AIM.
Only the lines from the line holding "Indicate a point per instance of the pendant light in" to the last line should be output, each exactly as given.
─── LISTED ENTRIES
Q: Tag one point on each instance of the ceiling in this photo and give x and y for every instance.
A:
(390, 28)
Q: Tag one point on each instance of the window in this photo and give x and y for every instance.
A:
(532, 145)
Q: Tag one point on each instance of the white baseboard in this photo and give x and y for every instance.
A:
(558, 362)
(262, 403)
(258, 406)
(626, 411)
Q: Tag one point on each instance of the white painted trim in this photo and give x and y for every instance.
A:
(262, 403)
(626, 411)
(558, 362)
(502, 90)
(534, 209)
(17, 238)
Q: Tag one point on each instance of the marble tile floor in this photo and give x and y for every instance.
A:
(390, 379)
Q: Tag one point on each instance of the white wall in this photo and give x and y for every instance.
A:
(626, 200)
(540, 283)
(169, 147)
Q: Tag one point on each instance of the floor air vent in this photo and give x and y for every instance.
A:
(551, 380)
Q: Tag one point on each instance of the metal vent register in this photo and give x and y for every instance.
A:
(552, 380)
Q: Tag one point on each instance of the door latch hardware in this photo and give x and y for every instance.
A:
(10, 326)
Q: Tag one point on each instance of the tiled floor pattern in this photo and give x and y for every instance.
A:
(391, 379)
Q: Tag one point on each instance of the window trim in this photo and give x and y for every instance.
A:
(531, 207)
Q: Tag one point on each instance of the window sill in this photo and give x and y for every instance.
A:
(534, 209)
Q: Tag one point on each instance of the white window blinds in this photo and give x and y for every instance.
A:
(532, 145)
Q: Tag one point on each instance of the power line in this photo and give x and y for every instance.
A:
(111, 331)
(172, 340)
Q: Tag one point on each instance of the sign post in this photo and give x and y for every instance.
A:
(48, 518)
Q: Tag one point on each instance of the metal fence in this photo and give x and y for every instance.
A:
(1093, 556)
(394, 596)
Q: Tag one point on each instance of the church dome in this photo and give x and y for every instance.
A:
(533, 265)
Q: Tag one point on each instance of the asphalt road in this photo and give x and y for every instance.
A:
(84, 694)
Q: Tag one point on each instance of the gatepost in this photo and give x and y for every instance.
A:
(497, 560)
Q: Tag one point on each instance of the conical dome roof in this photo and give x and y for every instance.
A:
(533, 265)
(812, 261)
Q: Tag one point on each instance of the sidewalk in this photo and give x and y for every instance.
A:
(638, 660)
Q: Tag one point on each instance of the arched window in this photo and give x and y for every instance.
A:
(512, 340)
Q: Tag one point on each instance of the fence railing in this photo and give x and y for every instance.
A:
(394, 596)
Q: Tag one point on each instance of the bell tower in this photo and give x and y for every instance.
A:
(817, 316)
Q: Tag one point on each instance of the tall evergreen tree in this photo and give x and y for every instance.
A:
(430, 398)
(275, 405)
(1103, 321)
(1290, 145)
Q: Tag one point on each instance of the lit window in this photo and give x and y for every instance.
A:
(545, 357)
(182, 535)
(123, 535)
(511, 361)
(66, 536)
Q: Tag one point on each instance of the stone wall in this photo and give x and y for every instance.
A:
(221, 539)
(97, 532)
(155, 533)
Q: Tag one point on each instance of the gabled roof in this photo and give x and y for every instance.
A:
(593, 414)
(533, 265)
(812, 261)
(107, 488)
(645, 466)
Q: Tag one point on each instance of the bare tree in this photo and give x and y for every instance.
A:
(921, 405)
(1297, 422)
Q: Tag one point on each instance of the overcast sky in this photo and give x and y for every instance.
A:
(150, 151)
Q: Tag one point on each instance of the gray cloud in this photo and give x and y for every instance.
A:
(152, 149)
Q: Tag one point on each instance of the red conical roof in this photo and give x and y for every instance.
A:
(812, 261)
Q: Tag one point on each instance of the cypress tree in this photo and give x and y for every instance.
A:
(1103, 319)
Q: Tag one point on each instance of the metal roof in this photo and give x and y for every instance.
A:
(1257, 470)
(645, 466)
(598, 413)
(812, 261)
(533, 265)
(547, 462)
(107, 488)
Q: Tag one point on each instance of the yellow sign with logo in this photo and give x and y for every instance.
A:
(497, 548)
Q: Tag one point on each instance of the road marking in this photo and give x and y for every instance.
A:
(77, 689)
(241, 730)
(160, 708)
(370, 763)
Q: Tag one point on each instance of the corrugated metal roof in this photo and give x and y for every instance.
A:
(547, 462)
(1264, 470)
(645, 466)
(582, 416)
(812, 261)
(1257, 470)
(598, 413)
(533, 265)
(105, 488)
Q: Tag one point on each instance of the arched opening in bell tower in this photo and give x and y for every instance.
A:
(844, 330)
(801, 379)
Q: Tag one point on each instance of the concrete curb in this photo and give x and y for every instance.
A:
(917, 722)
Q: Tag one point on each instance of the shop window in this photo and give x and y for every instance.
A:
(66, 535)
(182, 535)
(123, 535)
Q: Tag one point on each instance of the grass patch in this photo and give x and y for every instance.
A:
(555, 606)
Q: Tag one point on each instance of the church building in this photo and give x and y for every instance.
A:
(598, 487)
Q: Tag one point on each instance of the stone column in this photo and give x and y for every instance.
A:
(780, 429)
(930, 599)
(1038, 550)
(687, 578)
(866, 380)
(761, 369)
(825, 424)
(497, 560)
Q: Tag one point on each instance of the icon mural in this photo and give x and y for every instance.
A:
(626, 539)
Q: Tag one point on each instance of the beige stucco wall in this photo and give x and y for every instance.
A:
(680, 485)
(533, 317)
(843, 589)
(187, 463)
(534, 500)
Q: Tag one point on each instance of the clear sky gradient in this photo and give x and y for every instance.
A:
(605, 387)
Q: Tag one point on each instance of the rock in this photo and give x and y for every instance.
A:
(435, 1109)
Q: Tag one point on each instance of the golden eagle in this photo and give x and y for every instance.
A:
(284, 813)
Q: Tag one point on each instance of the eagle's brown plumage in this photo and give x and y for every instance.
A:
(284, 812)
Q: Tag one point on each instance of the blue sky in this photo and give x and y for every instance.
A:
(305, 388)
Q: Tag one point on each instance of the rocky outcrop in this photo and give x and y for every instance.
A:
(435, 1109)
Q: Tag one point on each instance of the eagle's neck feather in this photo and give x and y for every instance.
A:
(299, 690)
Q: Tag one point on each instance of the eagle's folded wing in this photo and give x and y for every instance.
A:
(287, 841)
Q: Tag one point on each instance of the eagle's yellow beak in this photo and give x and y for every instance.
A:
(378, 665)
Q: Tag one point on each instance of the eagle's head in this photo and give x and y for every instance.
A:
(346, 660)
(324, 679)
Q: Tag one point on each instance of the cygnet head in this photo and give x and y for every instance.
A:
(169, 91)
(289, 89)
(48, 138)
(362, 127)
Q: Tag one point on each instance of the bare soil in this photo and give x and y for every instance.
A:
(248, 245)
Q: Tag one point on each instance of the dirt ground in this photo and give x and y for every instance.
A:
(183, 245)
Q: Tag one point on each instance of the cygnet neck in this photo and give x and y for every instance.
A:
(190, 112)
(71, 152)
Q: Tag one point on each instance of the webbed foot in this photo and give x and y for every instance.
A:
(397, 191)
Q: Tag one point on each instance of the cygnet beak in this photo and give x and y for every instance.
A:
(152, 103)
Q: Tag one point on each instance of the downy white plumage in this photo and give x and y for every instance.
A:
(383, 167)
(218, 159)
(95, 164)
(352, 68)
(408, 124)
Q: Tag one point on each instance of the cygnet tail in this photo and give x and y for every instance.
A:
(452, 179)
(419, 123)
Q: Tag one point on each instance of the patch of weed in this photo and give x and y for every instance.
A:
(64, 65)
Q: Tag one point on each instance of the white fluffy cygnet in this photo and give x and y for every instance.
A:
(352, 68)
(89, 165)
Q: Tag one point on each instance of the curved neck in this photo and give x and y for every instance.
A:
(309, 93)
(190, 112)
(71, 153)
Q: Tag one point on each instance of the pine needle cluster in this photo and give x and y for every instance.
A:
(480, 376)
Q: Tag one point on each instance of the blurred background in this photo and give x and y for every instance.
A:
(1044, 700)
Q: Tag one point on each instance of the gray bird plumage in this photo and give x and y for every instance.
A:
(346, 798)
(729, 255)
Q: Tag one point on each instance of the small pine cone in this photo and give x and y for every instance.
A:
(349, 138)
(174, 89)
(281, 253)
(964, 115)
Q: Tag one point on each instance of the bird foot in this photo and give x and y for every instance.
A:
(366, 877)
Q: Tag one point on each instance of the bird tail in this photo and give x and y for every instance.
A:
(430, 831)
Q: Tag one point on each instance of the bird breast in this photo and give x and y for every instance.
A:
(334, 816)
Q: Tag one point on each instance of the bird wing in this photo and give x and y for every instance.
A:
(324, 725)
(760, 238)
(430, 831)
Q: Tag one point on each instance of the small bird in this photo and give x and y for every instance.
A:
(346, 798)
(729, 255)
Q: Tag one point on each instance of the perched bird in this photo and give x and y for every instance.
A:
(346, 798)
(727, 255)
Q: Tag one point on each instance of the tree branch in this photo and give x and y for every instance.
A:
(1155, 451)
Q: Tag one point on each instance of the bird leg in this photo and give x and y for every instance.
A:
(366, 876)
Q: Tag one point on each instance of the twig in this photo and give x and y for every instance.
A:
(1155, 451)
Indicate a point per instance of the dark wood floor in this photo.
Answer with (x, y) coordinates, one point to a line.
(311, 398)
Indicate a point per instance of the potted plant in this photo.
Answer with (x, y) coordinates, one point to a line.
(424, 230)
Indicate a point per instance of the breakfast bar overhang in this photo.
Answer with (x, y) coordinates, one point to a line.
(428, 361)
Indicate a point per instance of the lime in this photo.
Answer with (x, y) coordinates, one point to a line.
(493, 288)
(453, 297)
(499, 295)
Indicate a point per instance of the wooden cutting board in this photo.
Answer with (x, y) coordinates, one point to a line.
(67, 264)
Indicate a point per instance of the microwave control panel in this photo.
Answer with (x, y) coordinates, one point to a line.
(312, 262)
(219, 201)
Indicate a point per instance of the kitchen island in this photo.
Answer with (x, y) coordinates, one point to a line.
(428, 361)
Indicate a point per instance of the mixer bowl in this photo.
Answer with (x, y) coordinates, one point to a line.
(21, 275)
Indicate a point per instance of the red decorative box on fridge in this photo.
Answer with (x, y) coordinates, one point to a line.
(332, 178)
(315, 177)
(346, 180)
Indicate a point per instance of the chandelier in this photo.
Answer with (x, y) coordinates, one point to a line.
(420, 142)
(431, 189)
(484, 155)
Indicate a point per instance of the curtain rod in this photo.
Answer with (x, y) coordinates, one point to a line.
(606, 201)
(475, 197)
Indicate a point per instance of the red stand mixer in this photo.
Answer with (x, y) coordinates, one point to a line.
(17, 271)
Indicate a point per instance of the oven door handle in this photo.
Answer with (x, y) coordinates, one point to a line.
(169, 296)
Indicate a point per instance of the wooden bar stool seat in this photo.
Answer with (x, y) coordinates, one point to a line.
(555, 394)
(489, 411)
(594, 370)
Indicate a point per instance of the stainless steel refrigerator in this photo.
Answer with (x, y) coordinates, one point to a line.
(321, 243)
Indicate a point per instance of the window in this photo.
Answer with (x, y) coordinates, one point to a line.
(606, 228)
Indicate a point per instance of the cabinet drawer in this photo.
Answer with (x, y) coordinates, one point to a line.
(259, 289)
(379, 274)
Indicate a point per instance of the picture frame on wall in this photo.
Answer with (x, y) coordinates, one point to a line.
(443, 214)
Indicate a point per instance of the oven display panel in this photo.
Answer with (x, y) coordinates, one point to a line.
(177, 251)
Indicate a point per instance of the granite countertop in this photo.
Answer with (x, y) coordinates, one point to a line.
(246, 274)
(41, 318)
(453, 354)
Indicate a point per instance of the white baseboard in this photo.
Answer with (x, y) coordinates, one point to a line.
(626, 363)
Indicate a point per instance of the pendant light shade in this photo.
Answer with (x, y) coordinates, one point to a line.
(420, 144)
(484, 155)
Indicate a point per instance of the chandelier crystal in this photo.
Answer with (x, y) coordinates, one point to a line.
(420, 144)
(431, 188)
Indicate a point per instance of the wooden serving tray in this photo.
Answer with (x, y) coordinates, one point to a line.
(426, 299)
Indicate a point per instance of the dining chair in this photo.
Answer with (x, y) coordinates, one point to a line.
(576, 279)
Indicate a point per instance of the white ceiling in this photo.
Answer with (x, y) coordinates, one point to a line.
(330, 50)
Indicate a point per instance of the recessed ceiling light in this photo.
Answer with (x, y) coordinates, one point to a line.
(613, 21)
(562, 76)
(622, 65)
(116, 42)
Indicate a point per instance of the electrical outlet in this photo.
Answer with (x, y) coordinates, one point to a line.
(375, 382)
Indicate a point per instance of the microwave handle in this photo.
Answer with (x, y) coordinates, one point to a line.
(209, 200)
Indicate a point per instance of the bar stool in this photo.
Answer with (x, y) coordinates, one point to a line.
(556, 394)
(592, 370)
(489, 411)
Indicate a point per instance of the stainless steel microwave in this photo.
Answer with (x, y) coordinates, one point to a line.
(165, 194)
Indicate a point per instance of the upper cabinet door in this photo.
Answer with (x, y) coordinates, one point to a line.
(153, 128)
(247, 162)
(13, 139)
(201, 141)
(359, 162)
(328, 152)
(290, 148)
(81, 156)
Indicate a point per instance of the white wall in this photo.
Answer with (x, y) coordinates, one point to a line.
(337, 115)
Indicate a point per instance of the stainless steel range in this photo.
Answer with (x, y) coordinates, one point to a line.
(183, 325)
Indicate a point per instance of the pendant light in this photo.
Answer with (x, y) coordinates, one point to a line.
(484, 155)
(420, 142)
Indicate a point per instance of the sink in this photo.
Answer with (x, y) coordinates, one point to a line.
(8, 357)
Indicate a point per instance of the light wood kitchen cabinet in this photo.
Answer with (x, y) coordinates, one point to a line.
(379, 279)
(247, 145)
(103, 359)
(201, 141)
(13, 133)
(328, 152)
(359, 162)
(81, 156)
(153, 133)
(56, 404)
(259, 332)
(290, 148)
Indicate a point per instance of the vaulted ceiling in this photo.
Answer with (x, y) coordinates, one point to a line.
──────
SOLUTION.
Indicate a point per instance of the pendant light in this photo.
Answer with (x, y) coordinates, one point to a line.
(484, 155)
(420, 142)
Indicate a point per instance of the sink in this photo.
Answer with (x, y) coordinates, one point to a line.
(8, 357)
Indicate a point per instance of the light wood kitchen cabinet in this photo.
Answer with (x, y) coordinates, one point to a line.
(379, 279)
(247, 145)
(103, 359)
(201, 141)
(13, 133)
(328, 152)
(359, 162)
(81, 156)
(153, 133)
(56, 404)
(259, 332)
(290, 148)
Indicate a point per instance of the vaulted ceiling in this photo.
Answer with (x, y) coordinates, one point to a line.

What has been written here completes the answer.